WHAT YOU SHOULD DO | Output the full listing below exactly, without the pictures.

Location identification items
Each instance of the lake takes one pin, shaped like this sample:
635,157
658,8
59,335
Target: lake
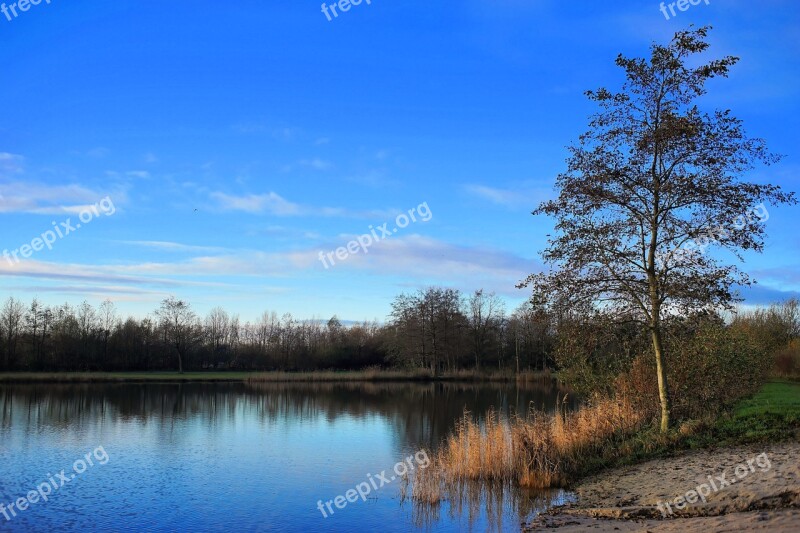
245,457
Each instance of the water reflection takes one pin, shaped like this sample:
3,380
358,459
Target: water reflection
300,441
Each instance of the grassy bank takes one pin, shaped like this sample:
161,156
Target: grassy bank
544,450
369,375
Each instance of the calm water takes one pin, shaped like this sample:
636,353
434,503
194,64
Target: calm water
209,457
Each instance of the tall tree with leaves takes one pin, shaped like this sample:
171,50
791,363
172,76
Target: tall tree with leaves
653,174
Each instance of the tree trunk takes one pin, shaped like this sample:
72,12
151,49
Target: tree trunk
661,371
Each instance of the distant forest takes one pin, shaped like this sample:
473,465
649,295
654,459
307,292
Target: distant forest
436,328
439,329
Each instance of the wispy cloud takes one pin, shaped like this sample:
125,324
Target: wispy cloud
273,204
512,198
167,246
316,163
19,197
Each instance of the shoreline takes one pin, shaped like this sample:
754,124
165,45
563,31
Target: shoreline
628,498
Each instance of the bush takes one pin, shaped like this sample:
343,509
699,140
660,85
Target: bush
709,367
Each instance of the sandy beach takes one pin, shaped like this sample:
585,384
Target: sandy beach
754,487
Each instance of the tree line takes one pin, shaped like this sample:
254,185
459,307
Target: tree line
439,329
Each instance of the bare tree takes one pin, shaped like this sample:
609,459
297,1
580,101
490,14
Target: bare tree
178,321
11,327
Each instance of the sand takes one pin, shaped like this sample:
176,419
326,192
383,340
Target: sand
765,495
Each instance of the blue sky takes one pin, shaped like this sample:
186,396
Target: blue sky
237,140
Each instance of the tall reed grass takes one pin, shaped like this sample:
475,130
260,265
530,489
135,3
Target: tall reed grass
539,450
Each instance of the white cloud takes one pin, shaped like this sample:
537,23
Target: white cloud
19,197
271,203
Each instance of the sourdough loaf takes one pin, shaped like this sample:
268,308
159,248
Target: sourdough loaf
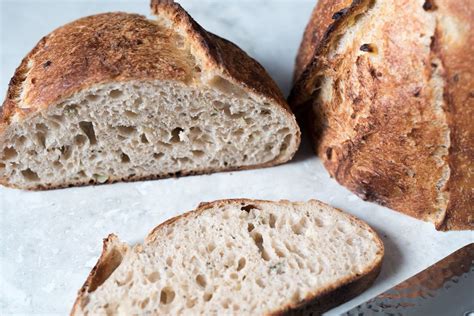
390,88
241,257
116,97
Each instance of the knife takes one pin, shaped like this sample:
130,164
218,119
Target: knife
445,288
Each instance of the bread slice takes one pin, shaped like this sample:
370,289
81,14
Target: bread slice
389,87
116,97
245,257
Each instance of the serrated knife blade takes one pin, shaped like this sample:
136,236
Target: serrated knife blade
445,288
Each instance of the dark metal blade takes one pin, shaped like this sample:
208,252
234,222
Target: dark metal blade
445,288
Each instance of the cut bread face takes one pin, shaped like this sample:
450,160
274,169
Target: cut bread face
148,99
388,85
237,257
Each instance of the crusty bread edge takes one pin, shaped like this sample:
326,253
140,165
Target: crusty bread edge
317,302
300,96
102,269
208,46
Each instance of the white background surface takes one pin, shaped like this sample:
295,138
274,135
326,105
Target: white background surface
49,241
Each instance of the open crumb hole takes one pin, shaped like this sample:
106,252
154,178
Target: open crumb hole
167,295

CORRECT RESULT |
Each instance of the lake takes one pin, shaped like this sample:
635,157
658,8
59,335
Target: lake
245,457
Each instance of the water reflection takes one pin, shaped like this sample:
3,380
358,459
Target: water reflection
300,441
Each instance of the grassy bank takes one pin, shaped like this sample:
161,156
Target: grassy bank
544,450
369,375
Each instance of the calm water takes one pin, shaped like this sample:
636,353
434,503
194,64
Target: calm water
209,457
Each instance of the tall tree with leaves takes one pin, shaped like this sample:
171,50
791,363
172,76
Target: tall tree with leaves
653,174
Each instance of the tree trunk takes one pin, shaped like this sample:
72,12
151,49
Target: tree trunk
661,371
Each instance of the distant forest takes one pin, shaped like this sample:
473,465
649,295
654,459
307,292
Target: distant forest
436,328
439,329
Each instance of the wispy cloud takes one pin, shaped like this sample:
125,324
Target: wispy cloud
273,204
512,198
167,246
316,163
19,197
Each instance of the shoreline takes one pin, shaped like this sample:
754,124
165,45
563,31
Target: shoreline
628,498
Each instance of the bush takes one pin, shaped like this sample:
343,509
699,140
660,85
Target: bush
709,367
Each instance of the sandy beach takes one pin, shaped like this sample:
585,384
Target: sandy beach
754,487
Each instance of the tree line takes one pin, shaped like this sample:
254,185
459,307
Target: tree line
439,329
Each instance of the bare tree takes one pin, shaped like this sample:
609,459
297,1
580,101
490,14
Target: bare tree
178,321
11,327
Each instance of the sand takes one pin, shaped like this sample:
176,419
326,192
383,340
Target: sand
765,495
Each instance of the blue sky takes one pin, shaped like this sample:
186,396
Target: blue sky
237,140
Each instance of the tall reed grass takes one pin, shaped like this sample:
475,130
260,265
530,489
135,3
Target: tall reed grass
539,450
Each instance of the white cloud takes one pin, shaped like this sample:
537,23
Target: white cloud
19,197
271,203
Each instance of the sourdough loaf takes one pin, shaped like this sample:
268,308
159,248
Target: sourdough loaf
390,88
241,257
116,97
Each instance of the knife takes one pin, shaped like this sample:
130,164
218,119
Target: knife
445,288
Each instance of the bread slice takes one pin, shaped like this sample:
370,289
81,14
Target: bread slice
389,87
116,97
245,257
Each instance of the serrated knife blade takes one pin, shaped like this sample:
136,236
Target: serrated knife blade
445,288
Each instance of the dark metal blade takes one pin, shaped like this sample:
208,252
234,222
Target: dark metal blade
445,288
Each instance of the cut bread face takes one pin, shaped like this sample:
450,160
274,169
Target: cut bread face
148,99
388,85
237,257
Each instance of the crusty bread edge takes one pin, shaped like this sample:
326,253
140,165
Target: crusty bread edge
317,302
300,96
102,269
208,46
Each instance of the white background surface takes one pin, shaped like this sample:
295,138
274,135
326,105
Target: white background surface
49,241
Each instance of the open crumb hole takes one pin, shaped like this sample:
106,252
154,178
Target: open crumb hole
167,295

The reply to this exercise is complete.